Exercise goal
Decide whether each statement below agrees with the report on Philippine infrastructure spending. Answer yes or no for each, and quote the words of the report that settle it. (a) Infrastructure spending under President Joseph Estrada was 1.8% of GDP. (b) The deficit target for this year is 3.0% of GDP. (c) The deficit averaged 2.7% of GDP in the first two years of the Duterte Administration.
___ Document text
MANILA, Feb.22(APD) -- Philippines’ government spending on infrastructure as percent of Gross Domestic Product (GDP) is now twice the fiscal deficit-to-GDP ratio. Budget and Management Secretary Benjamin E. Diokno has called this feat “impressive.”

The deficit is defined as the difference of national government revenues and expenditures, has averaged 2.7% of Gross Domestic Product (GDP) in the first two years of the Duterte Administration.

Infrastructure outlays are expected to hit 6.3% of GDP, easily twice the deficit-to-GDP ratio. This means that the country’s borrowings are financing worthwhile infrastructure investments that the Filipino people can look forward to enjoying in the near future.

Secretary Diokno said the fiscal numbers reflect the government’s seriousness in closing the country’s infrastructure gap.

“Filipinos may look forward to better roads, comfortable mass transport systems like trains and modern public utility vehicles (PUVs), among other infrastructure initiatives,” he said. He explained the data support the eye test, “with so many construction projects going on around the country.”

According to historical data, infrastructure spending as percent of GDP was not a priority of previous administrations as it hit 3.0% under President Benigno Simeon C. Aquino III, 1.6% under President Gloria Macapagal-Arroyo, 1.8% under President Joseph Estrada and 1.7% under President Fidel V. Ramos, and all well below the 5.0% of GDP target for developing countries.

“The Duterte Administration has turned this around by investing an estimated 6.3% of GDP for public infrastructure in 2018 and 2018,” Secretary Diokno said. He added these numbers are consistent with the government’s goal to spend as much as 7.0% of GDP for public infrastructure by 2022.

It was learned the underinvestment in infrastructure has worsened by higher fiscal deficits for two decades and this simply suggests that for many years, government revenues were not even enough to cover current expenses.

As a prudent fiscal rule, infrastructure spending-to-GDP ratio should exceed the deficit-to-GDP ratio, according to the statement released by the Department of Budget and Management.

“We are spending above 6.0% of GDP on public infrastructure, while keeping the deficit-to-GDP ratio at less than 3%. No administration has done this before,” Mr. Diokno said.

This year, the Duterte administration has a deficit target of 3.2% of GDP and will go back to 3.0% of GDP from 2020 to 2022.

In a related development, infrastructure spending will reach 7.0% of GDP in 2022 in line with the Build, Build, Build program. Higher government spending and upgrading of infrastructure will enhance the country’s economic competitiveness, the statement from the Department of Budget and Management concluded.
______
___ Extracted data
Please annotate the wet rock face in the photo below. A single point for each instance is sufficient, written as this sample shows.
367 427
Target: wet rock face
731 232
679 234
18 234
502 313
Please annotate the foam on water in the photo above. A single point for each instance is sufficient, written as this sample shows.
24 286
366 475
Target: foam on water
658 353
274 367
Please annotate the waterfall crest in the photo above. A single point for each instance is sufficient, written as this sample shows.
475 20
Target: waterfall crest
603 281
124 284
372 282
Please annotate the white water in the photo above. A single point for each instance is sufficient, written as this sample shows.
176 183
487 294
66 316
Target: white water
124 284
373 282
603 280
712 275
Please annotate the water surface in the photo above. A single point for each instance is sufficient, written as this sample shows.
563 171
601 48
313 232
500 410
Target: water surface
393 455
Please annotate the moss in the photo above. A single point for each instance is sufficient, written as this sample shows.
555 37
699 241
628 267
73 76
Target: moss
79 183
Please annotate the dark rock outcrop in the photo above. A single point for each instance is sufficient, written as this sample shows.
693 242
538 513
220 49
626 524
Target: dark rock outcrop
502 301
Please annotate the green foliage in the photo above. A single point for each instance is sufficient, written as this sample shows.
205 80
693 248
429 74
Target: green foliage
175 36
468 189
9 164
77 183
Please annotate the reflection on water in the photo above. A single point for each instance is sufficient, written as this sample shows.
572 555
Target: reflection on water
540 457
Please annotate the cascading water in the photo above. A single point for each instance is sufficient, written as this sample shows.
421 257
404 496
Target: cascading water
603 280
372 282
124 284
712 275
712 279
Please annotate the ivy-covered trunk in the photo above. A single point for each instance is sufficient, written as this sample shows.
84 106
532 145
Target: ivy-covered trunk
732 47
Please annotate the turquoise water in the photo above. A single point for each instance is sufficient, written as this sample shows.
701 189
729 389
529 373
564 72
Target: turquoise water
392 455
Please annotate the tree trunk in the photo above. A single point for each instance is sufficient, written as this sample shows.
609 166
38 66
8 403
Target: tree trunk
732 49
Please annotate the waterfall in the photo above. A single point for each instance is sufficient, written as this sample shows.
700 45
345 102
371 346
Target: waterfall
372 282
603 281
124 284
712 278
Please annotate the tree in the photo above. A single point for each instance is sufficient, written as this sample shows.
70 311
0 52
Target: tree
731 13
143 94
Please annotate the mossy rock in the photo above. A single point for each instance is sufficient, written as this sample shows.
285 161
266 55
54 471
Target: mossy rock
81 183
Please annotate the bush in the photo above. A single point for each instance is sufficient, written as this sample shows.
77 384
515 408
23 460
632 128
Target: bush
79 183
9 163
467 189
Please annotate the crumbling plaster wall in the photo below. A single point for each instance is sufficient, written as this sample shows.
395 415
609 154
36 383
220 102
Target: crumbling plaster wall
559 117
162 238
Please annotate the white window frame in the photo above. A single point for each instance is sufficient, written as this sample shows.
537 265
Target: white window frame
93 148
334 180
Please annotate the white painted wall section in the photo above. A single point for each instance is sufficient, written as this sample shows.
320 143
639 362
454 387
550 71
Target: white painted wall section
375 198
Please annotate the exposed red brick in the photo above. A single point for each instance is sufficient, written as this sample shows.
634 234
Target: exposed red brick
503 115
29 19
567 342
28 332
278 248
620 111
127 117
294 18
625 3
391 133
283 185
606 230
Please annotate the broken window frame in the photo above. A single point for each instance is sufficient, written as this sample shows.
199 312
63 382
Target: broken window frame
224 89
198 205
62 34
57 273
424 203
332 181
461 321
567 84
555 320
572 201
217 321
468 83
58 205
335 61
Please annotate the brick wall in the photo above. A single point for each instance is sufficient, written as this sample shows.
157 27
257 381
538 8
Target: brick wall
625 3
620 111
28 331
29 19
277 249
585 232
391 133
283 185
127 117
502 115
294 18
______
Answer
(a) Yes: "1.8% under President Joseph Estrada"
(b) No: "This year, the Duterte administration has a deficit target of 3.2% of GDP"
(c) Yes: "has averaged 2.7% of Gross Domestic Product (GDP) in the first two years of the Duterte Administration"